Given entries:
■ ■ ■

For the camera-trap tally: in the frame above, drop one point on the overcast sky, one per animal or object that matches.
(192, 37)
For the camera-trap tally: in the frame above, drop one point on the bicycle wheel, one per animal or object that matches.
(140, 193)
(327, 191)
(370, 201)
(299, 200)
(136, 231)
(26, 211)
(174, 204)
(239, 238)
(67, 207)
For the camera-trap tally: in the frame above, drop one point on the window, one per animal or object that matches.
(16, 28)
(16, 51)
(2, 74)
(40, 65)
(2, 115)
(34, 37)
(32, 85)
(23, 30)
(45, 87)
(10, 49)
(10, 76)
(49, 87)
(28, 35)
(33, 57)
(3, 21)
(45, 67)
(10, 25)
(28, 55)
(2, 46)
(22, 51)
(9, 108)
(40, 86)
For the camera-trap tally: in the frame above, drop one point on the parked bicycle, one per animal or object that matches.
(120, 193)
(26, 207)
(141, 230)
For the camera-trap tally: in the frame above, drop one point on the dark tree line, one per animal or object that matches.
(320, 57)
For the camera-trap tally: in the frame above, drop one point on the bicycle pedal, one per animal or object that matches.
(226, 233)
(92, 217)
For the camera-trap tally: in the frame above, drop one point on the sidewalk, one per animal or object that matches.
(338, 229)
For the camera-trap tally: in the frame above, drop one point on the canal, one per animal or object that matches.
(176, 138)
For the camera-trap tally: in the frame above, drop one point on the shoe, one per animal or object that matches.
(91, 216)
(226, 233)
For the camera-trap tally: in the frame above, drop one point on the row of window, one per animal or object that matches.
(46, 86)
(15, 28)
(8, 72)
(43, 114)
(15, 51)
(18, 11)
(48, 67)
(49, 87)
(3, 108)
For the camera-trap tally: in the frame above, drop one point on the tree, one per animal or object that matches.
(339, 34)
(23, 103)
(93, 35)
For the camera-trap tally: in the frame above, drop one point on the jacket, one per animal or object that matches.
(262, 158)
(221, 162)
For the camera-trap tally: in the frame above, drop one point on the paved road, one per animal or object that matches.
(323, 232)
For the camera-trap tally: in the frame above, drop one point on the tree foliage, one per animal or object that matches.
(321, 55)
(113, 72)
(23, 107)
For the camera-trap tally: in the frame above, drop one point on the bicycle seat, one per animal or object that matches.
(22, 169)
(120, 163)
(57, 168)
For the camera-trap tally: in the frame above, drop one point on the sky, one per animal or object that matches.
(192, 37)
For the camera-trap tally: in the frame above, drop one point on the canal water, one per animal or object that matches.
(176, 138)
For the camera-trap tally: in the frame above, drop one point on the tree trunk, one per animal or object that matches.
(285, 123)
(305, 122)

■ ■ ■

What to do: Reproduce all of the rows above, keeping every word and number unchanged.

Finished exercise:
For the camera-trap tally: in the frame above, drop one point on the overcast sky, one per animal or object that matches.
(192, 37)
For the camera-trap tally: in the frame above, drop one point on the bicycle wheel, one per animal or object that matches.
(140, 193)
(327, 191)
(370, 201)
(299, 200)
(136, 231)
(26, 211)
(174, 204)
(239, 238)
(67, 207)
For the camera-trap tally: in the frame above, drop one point on the window, one per animal or object that matches.
(16, 28)
(16, 51)
(2, 74)
(40, 65)
(2, 115)
(34, 37)
(32, 85)
(23, 30)
(45, 87)
(10, 49)
(10, 76)
(49, 87)
(28, 35)
(33, 57)
(3, 21)
(45, 67)
(10, 25)
(28, 55)
(2, 46)
(22, 51)
(9, 108)
(40, 86)
For the camera-trap tally: in the frame above, drop one point on the parked bicycle, one per animal or object that matches.
(120, 193)
(26, 207)
(141, 230)
For the camera-trap tally: in the frame above, drop one point on the dark tree line, one per animal or object that matches.
(320, 57)
For the camera-trap tally: in the frame above, drop one point on the bicycle pedal, one per animal or object that matches.
(226, 233)
(92, 217)
For the camera-trap tally: in the frame above, drop one point on the sidewalk, one per animal or object that matches.
(338, 229)
For the camera-trap tally: in the frame above, drop one point on the canal, one per animal or object that matches.
(176, 138)
For the camera-trap tally: in the frame above, drop one point on the shoe, one per animal or object that matches.
(91, 216)
(226, 233)
For the camera-trap tally: in the frame above, drop one point on the row of window, one per animal or object that matches.
(46, 86)
(15, 28)
(8, 72)
(43, 114)
(15, 51)
(18, 11)
(48, 67)
(49, 87)
(3, 108)
For the camera-trap tally: in the frame above, drop one point on the tree, one per animal or object that matches.
(339, 34)
(23, 103)
(93, 35)
For the camera-trap tally: in the frame above, drop one point on the jacket, one per animal or object that matches.
(262, 158)
(221, 162)
For the camera-trap tally: in the frame above, drop one point on the paved road, one per animal or object that matches.
(323, 232)
For the camera-trap tally: in the frame above, drop one point on the tree foliage, one per animal or object that matches.
(321, 55)
(113, 72)
(23, 107)
For the camera-trap tally: in the frame above, drop one point on the bicycle seat, one per animal or object that matches.
(22, 169)
(120, 163)
(57, 168)
For the camera-trap tally: in the frame above, drop one point on the sky, one per animal or object that matches.
(192, 37)
For the camera-trap tally: in the frame above, drop one point on the canal water, one per animal or object that matches.
(176, 138)
For the camera-trap tally: in the frame above, drop one point on the tree trunk, one per animal or object that matches.
(285, 123)
(305, 122)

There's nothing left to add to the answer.